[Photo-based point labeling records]
* Begin *

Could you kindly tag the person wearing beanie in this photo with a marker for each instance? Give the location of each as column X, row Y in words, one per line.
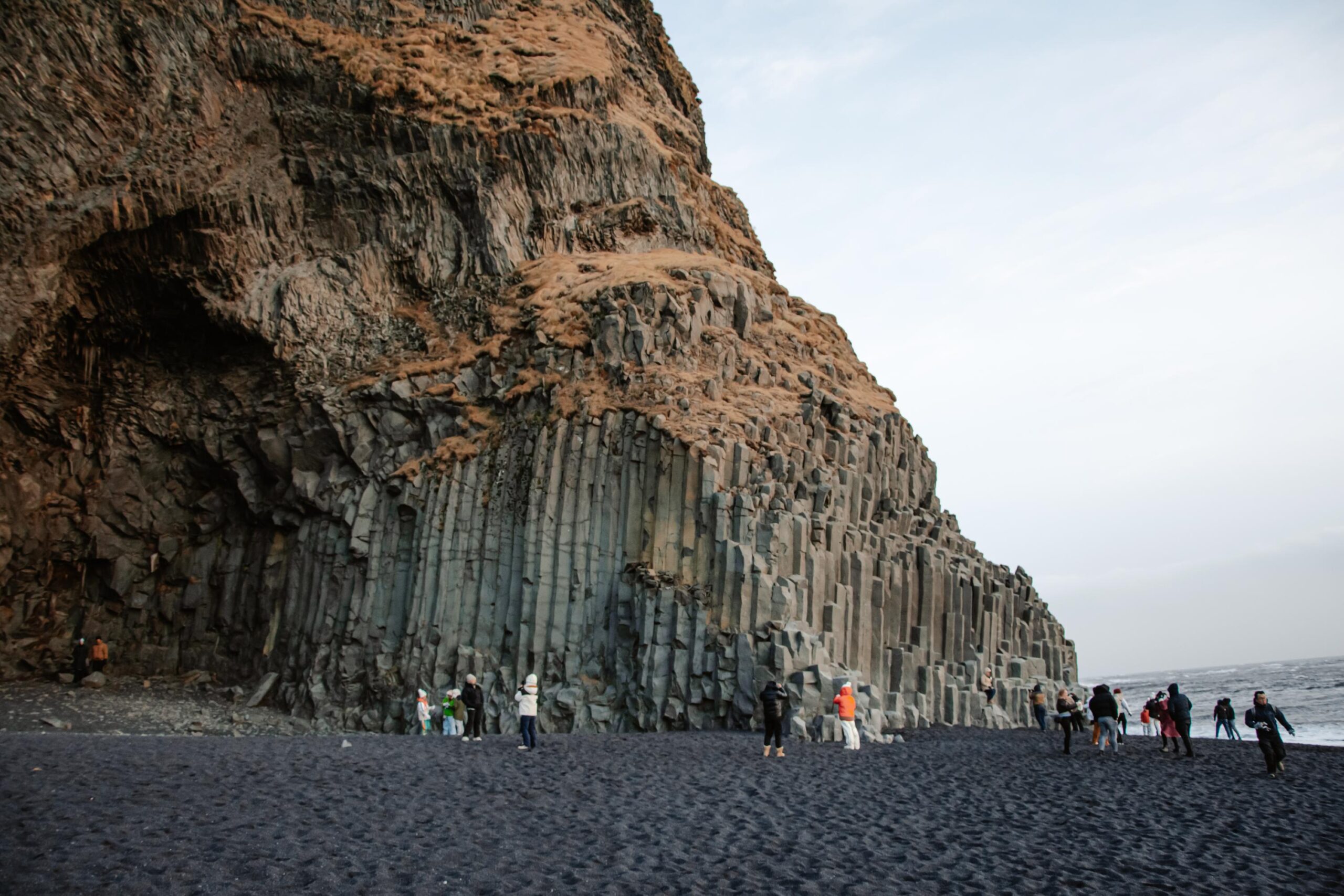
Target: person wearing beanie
column 452, row 707
column 526, row 700
column 474, row 699
column 423, row 710
column 773, row 703
column 844, row 704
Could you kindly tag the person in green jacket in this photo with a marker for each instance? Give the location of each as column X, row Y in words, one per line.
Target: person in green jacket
column 454, row 712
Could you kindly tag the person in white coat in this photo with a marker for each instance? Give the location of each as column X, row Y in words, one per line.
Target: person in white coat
column 423, row 710
column 526, row 700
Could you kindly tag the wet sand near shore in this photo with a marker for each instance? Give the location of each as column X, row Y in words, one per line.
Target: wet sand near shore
column 949, row 812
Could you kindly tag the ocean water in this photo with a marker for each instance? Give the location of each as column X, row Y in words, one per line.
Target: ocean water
column 1309, row 692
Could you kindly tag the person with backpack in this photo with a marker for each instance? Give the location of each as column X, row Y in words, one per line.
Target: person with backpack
column 1225, row 718
column 844, row 704
column 1265, row 719
column 773, row 705
column 1179, row 707
column 423, row 710
column 1038, row 705
column 452, row 705
column 475, row 702
column 526, row 700
column 1105, row 712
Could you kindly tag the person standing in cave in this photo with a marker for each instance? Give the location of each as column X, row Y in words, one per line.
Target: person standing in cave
column 80, row 661
column 100, row 655
column 773, row 704
column 475, row 702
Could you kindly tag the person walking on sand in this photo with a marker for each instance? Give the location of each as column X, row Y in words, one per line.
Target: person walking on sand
column 1124, row 715
column 423, row 710
column 844, row 704
column 1105, row 711
column 1066, row 710
column 100, row 655
column 773, row 704
column 526, row 700
column 1265, row 719
column 475, row 702
column 452, row 705
column 1225, row 718
column 1038, row 705
column 1179, row 707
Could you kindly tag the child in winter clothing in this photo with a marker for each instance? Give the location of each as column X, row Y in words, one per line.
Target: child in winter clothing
column 423, row 710
column 526, row 700
column 452, row 726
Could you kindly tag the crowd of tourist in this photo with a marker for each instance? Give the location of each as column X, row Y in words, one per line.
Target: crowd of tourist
column 1167, row 715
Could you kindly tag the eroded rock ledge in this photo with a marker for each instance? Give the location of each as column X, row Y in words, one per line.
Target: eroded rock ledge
column 374, row 344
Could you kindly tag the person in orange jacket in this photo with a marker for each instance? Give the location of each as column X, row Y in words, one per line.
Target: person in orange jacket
column 844, row 705
column 100, row 655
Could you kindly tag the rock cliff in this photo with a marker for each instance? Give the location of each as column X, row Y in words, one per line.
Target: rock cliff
column 374, row 343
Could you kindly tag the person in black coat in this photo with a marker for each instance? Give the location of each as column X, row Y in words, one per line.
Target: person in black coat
column 1105, row 711
column 1266, row 719
column 80, row 661
column 774, row 703
column 474, row 699
column 1180, row 707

* End *

> **TO BE DONE**:
Reproduce every one of the records above word for word, omitting the pictures.

> **RESPONSE TO THE TASK**:
Could you kindly tag the person wearing beanie in this photo with a marker for each instance? Give the location of each as column X, row Y in words, one per line.
Target: person wearing beanie
column 452, row 707
column 526, row 700
column 474, row 699
column 423, row 710
column 773, row 703
column 844, row 704
Could you kindly tag the person in green jacket in this photo with a marker for each instance? Give the location of each as column X, row Y in words, one per line.
Target: person in green jacket
column 454, row 712
Could you kindly tag the person in white coat in this photo with a marker for each instance? Give the location of each as column X, row Y in words, one per line.
Target: person in white coat
column 423, row 710
column 526, row 700
Could you kindly tag the wet sand near shore in this photo with a marker for each instance? Give the location of each as column X, row Y in words, one per line.
Target: wet sand near shore
column 949, row 812
Could you kindly tag the ocean water in this photo with a marker for each instance? Give the location of each as column X, row Y in words, one per line.
Target: ocean water
column 1309, row 692
Could you kindly tag the person with backpack in this photo with a marker for each instance? Give the location of each as column X, row Y in words, one per line.
Target: person with backpack
column 1225, row 718
column 844, row 704
column 1265, row 719
column 773, row 705
column 1179, row 707
column 423, row 710
column 1038, row 705
column 452, row 705
column 475, row 702
column 526, row 700
column 1105, row 712
Could you kindly tag the person standing in cave in this photo with a marker for each instance? Give the location of each as column X, row Y in words, one per line.
Target: person standing in cave
column 80, row 661
column 100, row 655
column 773, row 704
column 475, row 702
Could you kindly tag the person walking on sand in this photo with a marker for each instance? Give the location of each as column X, row Y in words, one per line.
Target: person walking on sand
column 1124, row 715
column 423, row 710
column 844, row 704
column 1105, row 711
column 1066, row 710
column 100, row 655
column 773, row 704
column 526, row 700
column 1265, row 719
column 475, row 702
column 452, row 705
column 1225, row 718
column 1038, row 705
column 1179, row 707
Could you kindly tag the child in winter clothing in this photo with a marker for each instance? Give the location of each as column X, row Y in words, one per line.
Target: child in winter clothing
column 423, row 710
column 526, row 700
column 452, row 726
Could you kindly tag the crowd of tourist in this photo with a marker for each instance? Give the location of each as column X, row Y in words, one per line.
Target: crowd of tourist
column 1167, row 715
Could you kindly tag the eroded rock ledge in this photo with a marker for each instance? Give the location of each as column X, row Y in words, one per line.
Target: eroded rock ledge
column 374, row 344
Could you kindly tag the person in orange jacket in this photo with a marker for each instance? Give the location of each as column X, row Y in words, one per line.
Target: person in orange jacket
column 844, row 705
column 100, row 655
Could you kindly tag the rock cliff in this photo with a marker for each instance? Give the location of each as column X, row Y in words, one per line.
Target: rock cliff
column 374, row 343
Could you kindly tag the person in black coat in this photo with a marker for each instance? Give the location of each as column X, row Y in words, one per line.
Target: person in black coat
column 1105, row 711
column 1266, row 719
column 80, row 661
column 774, row 703
column 474, row 699
column 1180, row 707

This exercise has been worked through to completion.